• AIM
Turn everything from the line containing "Reviewer note: every instance of the three" down to the line containing "column 1003, row 250", both included, into a Markdown table with the columns Number and Entry line. Put each line in its own row and leave out any blank lines.

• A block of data
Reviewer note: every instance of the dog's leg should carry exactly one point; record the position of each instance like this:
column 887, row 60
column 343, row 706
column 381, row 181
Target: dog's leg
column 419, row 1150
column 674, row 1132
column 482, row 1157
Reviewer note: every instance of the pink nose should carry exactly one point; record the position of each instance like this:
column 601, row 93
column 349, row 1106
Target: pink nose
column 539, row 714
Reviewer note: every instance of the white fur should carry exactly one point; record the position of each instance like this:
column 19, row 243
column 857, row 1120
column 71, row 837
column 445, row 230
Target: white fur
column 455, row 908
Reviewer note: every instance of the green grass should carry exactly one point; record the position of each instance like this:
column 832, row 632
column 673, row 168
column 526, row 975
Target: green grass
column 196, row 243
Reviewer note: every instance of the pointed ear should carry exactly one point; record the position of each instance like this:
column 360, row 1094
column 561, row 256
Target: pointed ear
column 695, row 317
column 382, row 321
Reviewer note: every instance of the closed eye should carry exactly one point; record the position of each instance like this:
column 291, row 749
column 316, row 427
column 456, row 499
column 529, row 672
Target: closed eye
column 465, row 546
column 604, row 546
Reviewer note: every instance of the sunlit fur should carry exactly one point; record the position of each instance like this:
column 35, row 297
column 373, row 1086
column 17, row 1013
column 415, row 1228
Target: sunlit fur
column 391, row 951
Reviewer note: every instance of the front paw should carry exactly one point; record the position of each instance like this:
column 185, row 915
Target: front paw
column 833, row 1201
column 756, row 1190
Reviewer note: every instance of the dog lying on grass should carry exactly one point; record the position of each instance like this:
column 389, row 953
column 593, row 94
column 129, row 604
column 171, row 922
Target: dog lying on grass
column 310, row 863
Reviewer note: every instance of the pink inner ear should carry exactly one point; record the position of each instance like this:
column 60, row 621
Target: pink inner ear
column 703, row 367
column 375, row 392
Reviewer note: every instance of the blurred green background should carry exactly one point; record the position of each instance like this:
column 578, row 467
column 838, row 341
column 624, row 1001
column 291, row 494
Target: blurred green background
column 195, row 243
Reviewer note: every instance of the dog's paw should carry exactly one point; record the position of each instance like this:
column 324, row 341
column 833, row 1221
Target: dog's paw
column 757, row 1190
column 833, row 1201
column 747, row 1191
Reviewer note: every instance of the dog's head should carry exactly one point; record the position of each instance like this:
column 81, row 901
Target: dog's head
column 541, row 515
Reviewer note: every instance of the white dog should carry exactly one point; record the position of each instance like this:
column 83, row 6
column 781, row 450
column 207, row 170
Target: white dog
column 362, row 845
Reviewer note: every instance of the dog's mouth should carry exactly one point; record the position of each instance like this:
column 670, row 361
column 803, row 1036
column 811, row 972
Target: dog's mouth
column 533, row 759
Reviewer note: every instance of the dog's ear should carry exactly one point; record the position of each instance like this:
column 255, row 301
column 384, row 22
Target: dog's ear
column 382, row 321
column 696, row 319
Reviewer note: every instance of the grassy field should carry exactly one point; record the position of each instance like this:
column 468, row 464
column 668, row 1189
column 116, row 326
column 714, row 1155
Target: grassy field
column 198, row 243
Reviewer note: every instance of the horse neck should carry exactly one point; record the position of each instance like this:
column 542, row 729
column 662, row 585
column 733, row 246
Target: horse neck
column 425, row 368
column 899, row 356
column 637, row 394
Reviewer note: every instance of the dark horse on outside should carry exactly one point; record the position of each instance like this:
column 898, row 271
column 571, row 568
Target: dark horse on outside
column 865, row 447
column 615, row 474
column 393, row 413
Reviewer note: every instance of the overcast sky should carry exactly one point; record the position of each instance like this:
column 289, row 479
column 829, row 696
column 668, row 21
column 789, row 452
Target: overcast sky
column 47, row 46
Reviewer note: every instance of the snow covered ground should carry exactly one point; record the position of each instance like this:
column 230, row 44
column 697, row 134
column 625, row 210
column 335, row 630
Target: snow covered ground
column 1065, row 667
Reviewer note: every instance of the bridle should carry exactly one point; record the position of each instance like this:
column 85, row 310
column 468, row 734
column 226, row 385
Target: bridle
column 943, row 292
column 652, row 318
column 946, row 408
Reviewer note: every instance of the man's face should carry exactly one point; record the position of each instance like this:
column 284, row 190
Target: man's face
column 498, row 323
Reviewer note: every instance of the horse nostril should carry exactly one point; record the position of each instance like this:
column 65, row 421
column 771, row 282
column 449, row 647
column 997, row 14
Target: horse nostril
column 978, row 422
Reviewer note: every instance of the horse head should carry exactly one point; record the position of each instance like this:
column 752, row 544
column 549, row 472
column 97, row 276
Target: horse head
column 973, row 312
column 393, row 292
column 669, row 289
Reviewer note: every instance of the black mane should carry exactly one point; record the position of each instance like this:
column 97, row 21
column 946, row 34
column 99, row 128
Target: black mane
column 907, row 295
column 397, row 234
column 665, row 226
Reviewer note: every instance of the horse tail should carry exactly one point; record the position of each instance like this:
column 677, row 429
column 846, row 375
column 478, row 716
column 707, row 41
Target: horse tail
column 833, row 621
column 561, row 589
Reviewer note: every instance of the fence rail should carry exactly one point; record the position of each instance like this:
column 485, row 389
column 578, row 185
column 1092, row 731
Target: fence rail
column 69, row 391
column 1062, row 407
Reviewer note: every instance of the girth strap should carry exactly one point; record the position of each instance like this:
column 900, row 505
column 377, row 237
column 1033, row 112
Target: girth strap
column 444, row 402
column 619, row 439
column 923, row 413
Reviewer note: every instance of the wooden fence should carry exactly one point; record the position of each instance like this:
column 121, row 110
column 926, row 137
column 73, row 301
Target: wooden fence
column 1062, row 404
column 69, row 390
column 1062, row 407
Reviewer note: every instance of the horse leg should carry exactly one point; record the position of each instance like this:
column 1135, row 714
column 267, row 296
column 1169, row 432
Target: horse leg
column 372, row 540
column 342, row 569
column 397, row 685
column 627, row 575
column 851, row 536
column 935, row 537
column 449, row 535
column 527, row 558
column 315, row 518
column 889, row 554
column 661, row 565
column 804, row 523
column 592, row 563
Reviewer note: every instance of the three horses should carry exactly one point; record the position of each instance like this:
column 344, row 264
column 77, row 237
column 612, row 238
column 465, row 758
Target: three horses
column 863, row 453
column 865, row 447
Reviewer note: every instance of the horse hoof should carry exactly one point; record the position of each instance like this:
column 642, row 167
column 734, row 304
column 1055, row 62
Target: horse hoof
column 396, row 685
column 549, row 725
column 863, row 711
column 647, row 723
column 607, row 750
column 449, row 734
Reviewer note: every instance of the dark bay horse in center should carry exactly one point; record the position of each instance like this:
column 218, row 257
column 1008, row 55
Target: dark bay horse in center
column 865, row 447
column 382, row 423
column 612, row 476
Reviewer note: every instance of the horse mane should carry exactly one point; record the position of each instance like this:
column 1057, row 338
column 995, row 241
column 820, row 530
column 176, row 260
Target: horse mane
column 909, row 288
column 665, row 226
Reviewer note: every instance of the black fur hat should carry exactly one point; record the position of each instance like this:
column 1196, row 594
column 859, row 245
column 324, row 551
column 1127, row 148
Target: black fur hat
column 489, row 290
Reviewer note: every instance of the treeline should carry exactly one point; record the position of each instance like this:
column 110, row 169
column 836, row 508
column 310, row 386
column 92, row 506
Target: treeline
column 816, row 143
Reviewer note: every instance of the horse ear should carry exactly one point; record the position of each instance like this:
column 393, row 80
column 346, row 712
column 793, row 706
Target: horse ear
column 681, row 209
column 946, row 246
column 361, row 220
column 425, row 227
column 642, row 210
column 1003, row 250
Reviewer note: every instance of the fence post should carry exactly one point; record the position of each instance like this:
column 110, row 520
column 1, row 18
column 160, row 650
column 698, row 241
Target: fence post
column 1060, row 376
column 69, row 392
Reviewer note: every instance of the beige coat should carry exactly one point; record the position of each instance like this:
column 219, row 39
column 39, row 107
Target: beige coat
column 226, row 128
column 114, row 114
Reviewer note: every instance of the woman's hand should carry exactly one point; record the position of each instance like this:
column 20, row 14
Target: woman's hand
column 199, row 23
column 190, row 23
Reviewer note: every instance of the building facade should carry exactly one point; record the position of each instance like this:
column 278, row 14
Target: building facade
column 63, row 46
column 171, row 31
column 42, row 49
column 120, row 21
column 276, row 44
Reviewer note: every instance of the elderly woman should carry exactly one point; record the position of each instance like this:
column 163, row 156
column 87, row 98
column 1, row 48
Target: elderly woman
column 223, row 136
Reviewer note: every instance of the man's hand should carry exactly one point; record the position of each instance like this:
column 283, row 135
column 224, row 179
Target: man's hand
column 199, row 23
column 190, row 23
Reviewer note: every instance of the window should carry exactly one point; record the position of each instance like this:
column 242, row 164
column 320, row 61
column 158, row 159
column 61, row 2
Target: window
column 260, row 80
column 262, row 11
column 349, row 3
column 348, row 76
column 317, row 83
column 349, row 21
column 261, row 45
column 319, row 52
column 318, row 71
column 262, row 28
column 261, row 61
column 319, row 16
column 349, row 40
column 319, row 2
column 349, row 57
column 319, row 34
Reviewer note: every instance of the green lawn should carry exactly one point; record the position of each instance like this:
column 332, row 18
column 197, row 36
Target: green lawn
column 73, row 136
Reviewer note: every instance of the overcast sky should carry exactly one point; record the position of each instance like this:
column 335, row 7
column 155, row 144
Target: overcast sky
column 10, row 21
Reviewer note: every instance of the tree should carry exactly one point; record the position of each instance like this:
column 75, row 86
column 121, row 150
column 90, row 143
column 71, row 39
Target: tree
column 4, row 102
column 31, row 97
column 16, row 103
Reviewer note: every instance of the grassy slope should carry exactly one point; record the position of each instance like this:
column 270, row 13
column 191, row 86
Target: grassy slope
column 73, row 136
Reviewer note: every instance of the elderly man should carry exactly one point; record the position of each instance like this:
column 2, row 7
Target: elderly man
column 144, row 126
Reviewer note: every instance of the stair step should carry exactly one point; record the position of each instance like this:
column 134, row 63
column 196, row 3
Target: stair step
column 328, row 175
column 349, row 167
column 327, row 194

• RESULT
| Number | Entry line |
|---|---|
| 1 | Reviewer note: every instance of the three horses should carry exactly one point; record the position of each instance like this: |
| 2 | column 344, row 264 |
| 3 | column 77, row 237 |
| 4 | column 612, row 238 |
| 5 | column 465, row 758 |
| 6 | Target: three horses |
| 7 | column 863, row 453 |
| 8 | column 865, row 447 |
| 9 | Reviewer note: every instance of the horse hoof should carry exactly one point; record the position of each instance like this: |
| 10 | column 642, row 167 |
| 11 | column 734, row 304 |
| 12 | column 1055, row 62 |
| 13 | Target: horse hoof |
| 14 | column 396, row 685 |
| 15 | column 549, row 725 |
| 16 | column 863, row 711 |
| 17 | column 647, row 723 |
| 18 | column 607, row 750 |
| 19 | column 449, row 734 |
| 20 | Reviewer note: every instance of the dark bay horse in center should carry exactly one point; record the position of each instance like this: |
| 21 | column 218, row 257 |
| 22 | column 1008, row 55 |
| 23 | Target: dark bay horse in center |
| 24 | column 865, row 447 |
| 25 | column 382, row 423 |
| 26 | column 612, row 476 |
| 27 | Reviewer note: every instance of the horse mane should carry exactly one point; record the position of each instance like this: |
| 28 | column 1057, row 338 |
| 29 | column 995, row 241 |
| 30 | column 820, row 530 |
| 31 | column 176, row 260 |
| 32 | Target: horse mane |
| 33 | column 909, row 288 |
| 34 | column 665, row 226 |
| 35 | Reviewer note: every instance of the black fur hat should carry exactly one point; record the position of each instance like this: |
| 36 | column 1196, row 594 |
| 37 | column 859, row 245 |
| 38 | column 324, row 551 |
| 39 | column 1127, row 148 |
| 40 | Target: black fur hat |
| 41 | column 489, row 290 |
| 42 | Reviewer note: every instance of the treeline should carry exactly one point; record the position of each instance like this: |
| 43 | column 110, row 169 |
| 44 | column 836, row 508 |
| 45 | column 310, row 386 |
| 46 | column 92, row 506 |
| 47 | Target: treeline |
| 48 | column 816, row 143 |
| 49 | Reviewer note: every instance of the horse ear should carry exactly one point; record the position of each instance like this: |
| 50 | column 393, row 80 |
| 51 | column 346, row 712 |
| 52 | column 793, row 706 |
| 53 | Target: horse ear |
| 54 | column 681, row 209 |
| 55 | column 946, row 246 |
| 56 | column 361, row 220 |
| 57 | column 425, row 227 |
| 58 | column 642, row 210 |
| 59 | column 1003, row 250 |